## THE PROBLEM
Which lines below include "item"? Copy them all.

[Collected data entries]
⟨

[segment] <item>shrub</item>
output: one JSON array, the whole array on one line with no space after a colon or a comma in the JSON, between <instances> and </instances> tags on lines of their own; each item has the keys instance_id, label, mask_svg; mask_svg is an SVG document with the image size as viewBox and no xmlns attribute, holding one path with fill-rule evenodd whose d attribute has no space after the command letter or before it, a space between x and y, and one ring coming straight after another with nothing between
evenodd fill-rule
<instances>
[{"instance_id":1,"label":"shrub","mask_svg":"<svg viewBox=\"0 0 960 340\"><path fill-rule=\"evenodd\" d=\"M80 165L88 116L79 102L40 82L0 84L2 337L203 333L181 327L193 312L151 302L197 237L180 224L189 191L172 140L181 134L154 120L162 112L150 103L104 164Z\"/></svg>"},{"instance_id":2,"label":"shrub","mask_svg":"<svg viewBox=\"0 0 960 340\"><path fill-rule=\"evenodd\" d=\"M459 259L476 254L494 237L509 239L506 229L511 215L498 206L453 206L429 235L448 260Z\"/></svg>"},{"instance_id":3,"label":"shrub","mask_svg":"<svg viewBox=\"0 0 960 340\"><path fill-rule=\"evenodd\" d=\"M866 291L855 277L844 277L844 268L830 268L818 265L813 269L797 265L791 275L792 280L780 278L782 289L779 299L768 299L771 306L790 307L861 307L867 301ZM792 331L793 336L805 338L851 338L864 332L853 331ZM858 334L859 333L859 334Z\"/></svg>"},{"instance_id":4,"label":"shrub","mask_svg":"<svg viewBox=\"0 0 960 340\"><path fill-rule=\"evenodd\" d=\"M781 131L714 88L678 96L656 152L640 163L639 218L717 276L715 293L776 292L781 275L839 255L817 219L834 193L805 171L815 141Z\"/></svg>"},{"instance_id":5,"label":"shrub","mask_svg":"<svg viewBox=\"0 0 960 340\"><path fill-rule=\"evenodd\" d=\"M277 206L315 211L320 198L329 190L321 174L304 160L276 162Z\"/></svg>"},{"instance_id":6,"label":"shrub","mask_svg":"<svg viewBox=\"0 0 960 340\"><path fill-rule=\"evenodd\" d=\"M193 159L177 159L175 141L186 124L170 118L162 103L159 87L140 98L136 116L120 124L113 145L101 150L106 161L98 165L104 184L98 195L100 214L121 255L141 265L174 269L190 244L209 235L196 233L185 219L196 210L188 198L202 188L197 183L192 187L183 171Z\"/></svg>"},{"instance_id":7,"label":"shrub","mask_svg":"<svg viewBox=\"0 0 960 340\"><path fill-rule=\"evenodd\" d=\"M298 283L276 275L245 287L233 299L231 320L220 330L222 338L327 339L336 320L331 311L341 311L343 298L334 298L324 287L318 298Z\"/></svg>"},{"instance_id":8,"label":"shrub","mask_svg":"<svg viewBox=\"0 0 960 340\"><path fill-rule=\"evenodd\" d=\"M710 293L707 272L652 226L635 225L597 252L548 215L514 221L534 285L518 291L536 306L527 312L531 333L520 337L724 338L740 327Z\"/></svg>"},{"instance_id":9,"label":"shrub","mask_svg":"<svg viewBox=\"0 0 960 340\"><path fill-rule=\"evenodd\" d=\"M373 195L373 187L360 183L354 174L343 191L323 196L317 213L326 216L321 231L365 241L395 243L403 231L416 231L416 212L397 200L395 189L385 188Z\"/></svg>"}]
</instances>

⟩

## RESULT OF THIS EXERCISE
[segment] <item>shrub</item>
output: one JSON array, the whole array on one line with no space after a colon or a comma in the JSON, between <instances> and </instances> tags on lines of their own; each item has the keys instance_id, label, mask_svg; mask_svg is an SVG document with the image size as viewBox and no xmlns attribute, holding one path with fill-rule evenodd whose d attribute has no space after the command letter or before it, a space between x and y, and one ring coming straight after another with nothing between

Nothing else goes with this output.